Reproduce the entries word for word from the line containing "the dark roof" through the last line of the entries, including both of those lines.
BEGIN DATA FOR THIS EXERCISE
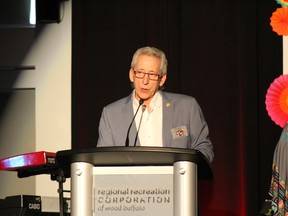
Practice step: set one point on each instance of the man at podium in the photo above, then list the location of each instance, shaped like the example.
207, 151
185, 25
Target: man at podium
151, 117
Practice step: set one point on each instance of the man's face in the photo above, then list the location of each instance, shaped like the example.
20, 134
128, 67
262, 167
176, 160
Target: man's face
146, 88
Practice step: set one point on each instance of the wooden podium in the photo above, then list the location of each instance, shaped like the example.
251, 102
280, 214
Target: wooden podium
188, 166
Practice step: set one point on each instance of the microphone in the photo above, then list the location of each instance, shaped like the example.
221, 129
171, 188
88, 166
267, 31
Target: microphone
141, 101
143, 110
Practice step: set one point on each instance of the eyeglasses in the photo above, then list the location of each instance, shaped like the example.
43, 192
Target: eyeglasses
151, 76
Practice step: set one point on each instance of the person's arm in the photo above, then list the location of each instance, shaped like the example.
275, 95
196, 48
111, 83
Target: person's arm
199, 132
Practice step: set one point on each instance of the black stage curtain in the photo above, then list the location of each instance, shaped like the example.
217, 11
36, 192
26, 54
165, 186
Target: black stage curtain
224, 53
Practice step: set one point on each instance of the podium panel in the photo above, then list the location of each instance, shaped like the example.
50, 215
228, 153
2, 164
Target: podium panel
95, 196
122, 191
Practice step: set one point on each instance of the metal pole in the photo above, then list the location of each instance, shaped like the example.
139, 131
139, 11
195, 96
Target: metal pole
185, 188
81, 189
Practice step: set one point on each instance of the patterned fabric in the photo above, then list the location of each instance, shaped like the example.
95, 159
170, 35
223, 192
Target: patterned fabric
279, 183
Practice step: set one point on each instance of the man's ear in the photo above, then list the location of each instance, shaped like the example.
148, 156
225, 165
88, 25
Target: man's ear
163, 79
131, 75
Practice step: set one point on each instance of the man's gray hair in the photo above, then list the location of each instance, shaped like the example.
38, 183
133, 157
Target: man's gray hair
151, 51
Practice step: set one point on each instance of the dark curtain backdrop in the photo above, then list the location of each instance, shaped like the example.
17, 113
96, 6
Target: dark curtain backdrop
223, 53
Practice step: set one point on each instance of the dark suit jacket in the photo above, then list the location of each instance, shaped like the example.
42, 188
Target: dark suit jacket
178, 111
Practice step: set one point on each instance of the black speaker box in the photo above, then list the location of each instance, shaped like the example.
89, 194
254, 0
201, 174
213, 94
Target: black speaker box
48, 11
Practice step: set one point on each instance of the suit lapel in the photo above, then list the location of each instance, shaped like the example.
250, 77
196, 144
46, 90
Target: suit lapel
127, 111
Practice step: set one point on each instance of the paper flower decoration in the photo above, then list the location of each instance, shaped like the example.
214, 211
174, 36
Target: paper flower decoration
284, 3
277, 100
279, 21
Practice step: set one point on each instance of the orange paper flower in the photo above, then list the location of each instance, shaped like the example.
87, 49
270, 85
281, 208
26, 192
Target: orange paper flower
277, 100
279, 21
283, 2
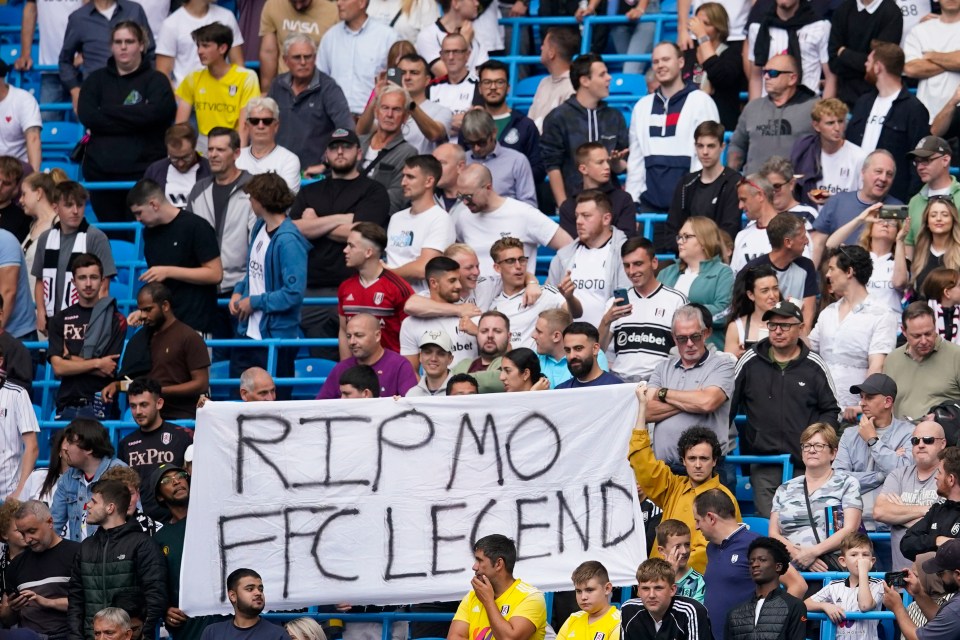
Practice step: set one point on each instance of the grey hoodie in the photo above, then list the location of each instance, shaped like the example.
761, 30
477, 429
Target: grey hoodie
765, 130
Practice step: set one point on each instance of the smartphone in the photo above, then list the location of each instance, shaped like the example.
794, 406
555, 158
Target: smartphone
896, 579
894, 212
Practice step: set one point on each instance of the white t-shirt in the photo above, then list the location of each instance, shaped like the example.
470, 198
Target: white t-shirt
841, 170
175, 39
878, 113
412, 329
52, 16
256, 282
523, 319
280, 161
933, 35
408, 234
514, 218
19, 111
813, 49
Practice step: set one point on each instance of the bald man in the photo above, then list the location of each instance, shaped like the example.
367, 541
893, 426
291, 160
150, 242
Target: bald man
363, 341
487, 216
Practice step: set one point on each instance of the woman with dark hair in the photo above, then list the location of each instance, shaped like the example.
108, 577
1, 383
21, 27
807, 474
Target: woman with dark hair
755, 291
520, 371
127, 107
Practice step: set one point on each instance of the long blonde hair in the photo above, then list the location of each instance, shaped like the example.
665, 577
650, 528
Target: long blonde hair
951, 257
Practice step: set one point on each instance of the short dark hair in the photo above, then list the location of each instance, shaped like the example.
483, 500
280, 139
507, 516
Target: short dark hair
144, 385
214, 32
854, 257
699, 435
462, 377
114, 492
715, 501
429, 165
82, 260
581, 66
497, 546
362, 377
233, 580
439, 265
271, 191
776, 548
89, 435
581, 328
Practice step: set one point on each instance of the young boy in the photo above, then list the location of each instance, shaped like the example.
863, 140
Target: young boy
597, 618
593, 163
673, 544
858, 593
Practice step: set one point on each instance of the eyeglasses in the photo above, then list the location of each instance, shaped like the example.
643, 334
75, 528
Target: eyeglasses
782, 326
776, 73
182, 475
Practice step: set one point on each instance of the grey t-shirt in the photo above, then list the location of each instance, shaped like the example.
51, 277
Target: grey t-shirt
903, 482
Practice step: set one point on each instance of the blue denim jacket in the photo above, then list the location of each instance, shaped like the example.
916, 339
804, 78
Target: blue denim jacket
70, 498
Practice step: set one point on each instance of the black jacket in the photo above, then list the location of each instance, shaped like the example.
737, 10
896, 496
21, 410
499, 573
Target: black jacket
943, 519
782, 617
112, 561
906, 122
780, 404
127, 117
686, 619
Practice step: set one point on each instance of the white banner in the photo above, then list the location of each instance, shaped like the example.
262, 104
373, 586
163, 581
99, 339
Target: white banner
379, 501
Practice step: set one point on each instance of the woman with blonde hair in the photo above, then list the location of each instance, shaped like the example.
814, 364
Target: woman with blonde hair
700, 273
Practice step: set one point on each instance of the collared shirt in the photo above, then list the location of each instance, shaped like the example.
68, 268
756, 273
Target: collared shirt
354, 58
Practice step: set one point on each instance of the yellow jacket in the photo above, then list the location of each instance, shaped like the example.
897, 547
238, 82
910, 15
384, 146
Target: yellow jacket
672, 493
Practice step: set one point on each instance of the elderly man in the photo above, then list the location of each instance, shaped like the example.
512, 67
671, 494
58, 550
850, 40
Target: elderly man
927, 368
383, 152
690, 389
909, 491
312, 105
264, 155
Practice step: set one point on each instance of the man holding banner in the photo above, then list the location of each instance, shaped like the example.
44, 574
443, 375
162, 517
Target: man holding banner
499, 606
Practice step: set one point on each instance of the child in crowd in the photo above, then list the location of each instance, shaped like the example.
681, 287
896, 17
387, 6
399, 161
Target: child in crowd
858, 593
597, 618
673, 544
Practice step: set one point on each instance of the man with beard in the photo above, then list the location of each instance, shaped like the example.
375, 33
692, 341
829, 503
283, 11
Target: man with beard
245, 590
581, 344
692, 388
944, 623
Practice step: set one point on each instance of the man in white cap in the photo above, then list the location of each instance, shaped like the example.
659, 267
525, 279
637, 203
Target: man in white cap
436, 356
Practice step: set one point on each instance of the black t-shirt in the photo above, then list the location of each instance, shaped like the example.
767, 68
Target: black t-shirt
366, 199
67, 330
14, 220
47, 574
188, 241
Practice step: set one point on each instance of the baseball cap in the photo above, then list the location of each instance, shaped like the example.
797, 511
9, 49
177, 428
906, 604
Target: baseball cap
876, 383
929, 146
344, 136
437, 337
947, 558
784, 309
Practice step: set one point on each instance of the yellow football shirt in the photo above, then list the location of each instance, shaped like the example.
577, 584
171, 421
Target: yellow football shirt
218, 103
578, 627
521, 599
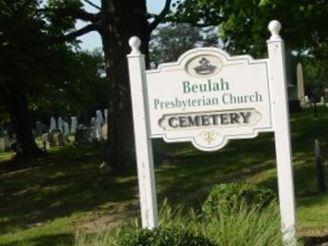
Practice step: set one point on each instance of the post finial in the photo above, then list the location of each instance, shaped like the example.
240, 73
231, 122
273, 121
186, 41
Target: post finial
274, 27
135, 43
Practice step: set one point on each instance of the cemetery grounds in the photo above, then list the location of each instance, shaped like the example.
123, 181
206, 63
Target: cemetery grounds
51, 200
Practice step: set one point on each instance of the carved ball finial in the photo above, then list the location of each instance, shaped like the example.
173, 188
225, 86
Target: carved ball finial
274, 27
135, 43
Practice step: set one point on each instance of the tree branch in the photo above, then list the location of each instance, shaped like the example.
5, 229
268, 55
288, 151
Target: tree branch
74, 13
92, 4
160, 17
73, 35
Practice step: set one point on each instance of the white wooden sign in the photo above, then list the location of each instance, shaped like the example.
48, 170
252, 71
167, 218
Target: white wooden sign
208, 97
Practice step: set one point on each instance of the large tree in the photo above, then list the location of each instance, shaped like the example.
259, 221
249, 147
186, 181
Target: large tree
20, 38
116, 21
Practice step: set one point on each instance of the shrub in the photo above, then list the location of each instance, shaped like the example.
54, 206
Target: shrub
230, 197
163, 237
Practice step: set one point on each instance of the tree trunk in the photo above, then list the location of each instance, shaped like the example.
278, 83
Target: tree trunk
125, 19
15, 101
16, 105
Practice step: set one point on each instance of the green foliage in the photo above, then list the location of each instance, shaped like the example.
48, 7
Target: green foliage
243, 24
164, 237
170, 41
229, 197
246, 227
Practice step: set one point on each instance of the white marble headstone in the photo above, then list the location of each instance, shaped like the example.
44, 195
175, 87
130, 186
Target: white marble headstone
66, 128
60, 124
74, 124
53, 124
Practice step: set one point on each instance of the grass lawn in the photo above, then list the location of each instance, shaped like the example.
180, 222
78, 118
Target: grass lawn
64, 192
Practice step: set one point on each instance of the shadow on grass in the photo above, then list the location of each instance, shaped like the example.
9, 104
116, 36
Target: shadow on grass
46, 240
67, 182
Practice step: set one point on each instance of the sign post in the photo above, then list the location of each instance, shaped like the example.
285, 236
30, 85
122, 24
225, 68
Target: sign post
207, 98
144, 151
282, 132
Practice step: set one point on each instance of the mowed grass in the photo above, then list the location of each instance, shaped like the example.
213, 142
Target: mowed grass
65, 192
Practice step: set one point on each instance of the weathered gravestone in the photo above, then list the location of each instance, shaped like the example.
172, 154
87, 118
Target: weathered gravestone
104, 129
53, 124
66, 128
4, 143
74, 124
60, 124
207, 98
300, 84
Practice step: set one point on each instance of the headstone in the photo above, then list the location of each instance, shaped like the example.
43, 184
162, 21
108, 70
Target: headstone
53, 124
58, 139
300, 83
60, 124
45, 141
66, 128
4, 143
51, 139
322, 100
38, 128
98, 128
82, 136
104, 130
74, 124
99, 117
106, 116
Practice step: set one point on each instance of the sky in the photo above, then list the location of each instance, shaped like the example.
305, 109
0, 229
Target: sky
92, 40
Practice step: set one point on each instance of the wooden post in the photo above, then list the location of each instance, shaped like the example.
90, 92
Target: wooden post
319, 167
278, 83
144, 152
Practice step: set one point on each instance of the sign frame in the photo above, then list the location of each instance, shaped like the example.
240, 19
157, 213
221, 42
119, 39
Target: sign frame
280, 122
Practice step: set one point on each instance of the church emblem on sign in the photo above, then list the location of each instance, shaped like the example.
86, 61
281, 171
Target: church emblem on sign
205, 67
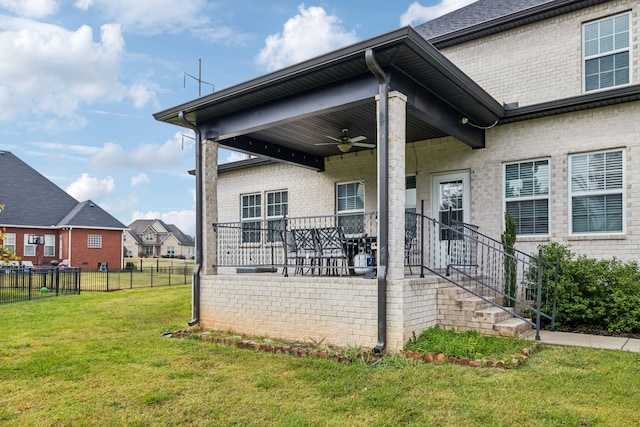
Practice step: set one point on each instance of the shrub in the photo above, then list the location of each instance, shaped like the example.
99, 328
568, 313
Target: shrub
593, 294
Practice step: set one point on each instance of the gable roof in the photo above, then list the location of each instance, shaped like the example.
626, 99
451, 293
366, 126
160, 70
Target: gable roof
31, 200
139, 226
485, 17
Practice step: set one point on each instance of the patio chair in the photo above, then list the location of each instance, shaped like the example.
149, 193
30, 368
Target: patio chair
409, 236
333, 249
307, 251
290, 251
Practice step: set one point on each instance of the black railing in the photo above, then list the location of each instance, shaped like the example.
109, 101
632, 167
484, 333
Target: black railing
24, 284
266, 245
113, 280
511, 280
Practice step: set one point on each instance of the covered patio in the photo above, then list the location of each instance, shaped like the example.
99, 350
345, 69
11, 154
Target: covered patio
391, 90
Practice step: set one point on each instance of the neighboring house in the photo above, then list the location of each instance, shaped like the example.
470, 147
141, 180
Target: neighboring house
154, 238
528, 107
43, 223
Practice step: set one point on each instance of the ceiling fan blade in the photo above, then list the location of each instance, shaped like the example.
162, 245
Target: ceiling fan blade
338, 140
363, 144
358, 138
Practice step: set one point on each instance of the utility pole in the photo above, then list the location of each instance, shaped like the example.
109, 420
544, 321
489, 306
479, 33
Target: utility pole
198, 79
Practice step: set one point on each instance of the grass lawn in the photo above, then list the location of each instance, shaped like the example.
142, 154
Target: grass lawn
100, 359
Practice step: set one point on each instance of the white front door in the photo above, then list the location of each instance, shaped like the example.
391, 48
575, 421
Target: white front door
450, 203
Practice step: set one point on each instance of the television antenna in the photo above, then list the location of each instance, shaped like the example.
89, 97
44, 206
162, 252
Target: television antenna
198, 79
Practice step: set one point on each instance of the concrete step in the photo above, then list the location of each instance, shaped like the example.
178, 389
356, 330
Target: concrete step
511, 327
492, 315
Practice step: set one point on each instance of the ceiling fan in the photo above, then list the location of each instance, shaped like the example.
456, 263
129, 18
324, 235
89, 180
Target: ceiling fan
344, 142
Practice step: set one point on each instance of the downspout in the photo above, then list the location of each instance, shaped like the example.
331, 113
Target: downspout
383, 194
195, 287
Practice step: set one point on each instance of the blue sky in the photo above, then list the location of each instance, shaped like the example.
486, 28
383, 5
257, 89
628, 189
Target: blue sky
80, 80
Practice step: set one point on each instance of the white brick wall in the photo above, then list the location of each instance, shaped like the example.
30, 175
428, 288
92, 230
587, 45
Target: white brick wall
538, 62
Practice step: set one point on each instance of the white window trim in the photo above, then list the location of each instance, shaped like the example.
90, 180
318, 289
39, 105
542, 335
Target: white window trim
97, 238
27, 245
351, 211
527, 198
598, 234
613, 52
49, 242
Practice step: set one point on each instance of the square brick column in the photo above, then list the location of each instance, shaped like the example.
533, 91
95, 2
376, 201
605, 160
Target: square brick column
209, 206
397, 123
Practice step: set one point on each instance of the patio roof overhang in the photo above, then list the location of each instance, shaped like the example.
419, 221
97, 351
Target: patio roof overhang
285, 114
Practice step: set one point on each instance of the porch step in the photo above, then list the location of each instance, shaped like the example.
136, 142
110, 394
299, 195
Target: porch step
511, 327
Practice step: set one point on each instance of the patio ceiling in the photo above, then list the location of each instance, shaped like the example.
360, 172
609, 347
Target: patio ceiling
285, 114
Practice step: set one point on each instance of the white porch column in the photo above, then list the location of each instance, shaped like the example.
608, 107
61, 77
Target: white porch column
209, 206
397, 114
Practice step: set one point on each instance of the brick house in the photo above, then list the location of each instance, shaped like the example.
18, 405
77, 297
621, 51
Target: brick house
43, 223
524, 107
155, 238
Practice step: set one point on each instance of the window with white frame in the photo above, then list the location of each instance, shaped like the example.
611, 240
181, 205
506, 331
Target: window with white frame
606, 52
9, 242
350, 206
277, 208
251, 215
29, 248
526, 192
49, 245
94, 241
597, 192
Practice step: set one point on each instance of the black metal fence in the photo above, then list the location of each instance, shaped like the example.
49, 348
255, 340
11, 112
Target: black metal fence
113, 280
24, 284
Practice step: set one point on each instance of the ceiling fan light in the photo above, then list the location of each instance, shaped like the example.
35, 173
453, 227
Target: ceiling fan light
344, 147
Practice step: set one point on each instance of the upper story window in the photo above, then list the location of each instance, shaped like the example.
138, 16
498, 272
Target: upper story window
597, 192
251, 215
350, 206
50, 245
94, 241
526, 192
9, 241
29, 248
277, 208
606, 52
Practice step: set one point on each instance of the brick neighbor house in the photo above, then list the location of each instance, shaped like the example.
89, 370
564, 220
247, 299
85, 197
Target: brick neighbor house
413, 145
43, 223
155, 238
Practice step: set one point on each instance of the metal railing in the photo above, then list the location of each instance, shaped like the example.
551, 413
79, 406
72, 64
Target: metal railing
25, 284
509, 279
259, 244
113, 280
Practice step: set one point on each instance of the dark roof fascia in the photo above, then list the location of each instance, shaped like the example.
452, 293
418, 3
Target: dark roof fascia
514, 20
244, 164
577, 103
406, 35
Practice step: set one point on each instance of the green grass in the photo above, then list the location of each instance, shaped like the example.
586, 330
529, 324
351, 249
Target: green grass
100, 359
471, 345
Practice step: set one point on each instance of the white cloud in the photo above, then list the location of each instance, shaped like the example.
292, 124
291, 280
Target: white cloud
152, 16
31, 8
308, 34
144, 157
185, 220
141, 178
88, 187
54, 72
417, 14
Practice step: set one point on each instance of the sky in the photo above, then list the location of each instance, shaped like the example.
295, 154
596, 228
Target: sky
80, 80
END DATA FOR THIS EXERCISE
FINISHED ANSWER
Practice step: set one point on each instance of the dark roof fascia in the photo above, then list the location of each instance, shaped like the example.
452, 293
418, 3
Target: dark roof fascia
514, 20
244, 164
577, 103
406, 35
Practice step: set one point on each instance of the green grass in the photo above, then list the location of each instance, shaped like the example.
586, 330
529, 324
351, 249
Target: green grass
100, 359
471, 345
Practice step: set one point on each instance of the white cloud in the photo above, then list the location of each instance, shaped like the example.
292, 124
291, 280
Target: white cloud
152, 16
31, 8
308, 34
144, 157
185, 220
141, 178
88, 187
54, 72
417, 14
Practice step: set one point on each instance of the sky in the photo above, then list the location of each instance, shaped like the example.
295, 154
596, 228
Target: sky
80, 80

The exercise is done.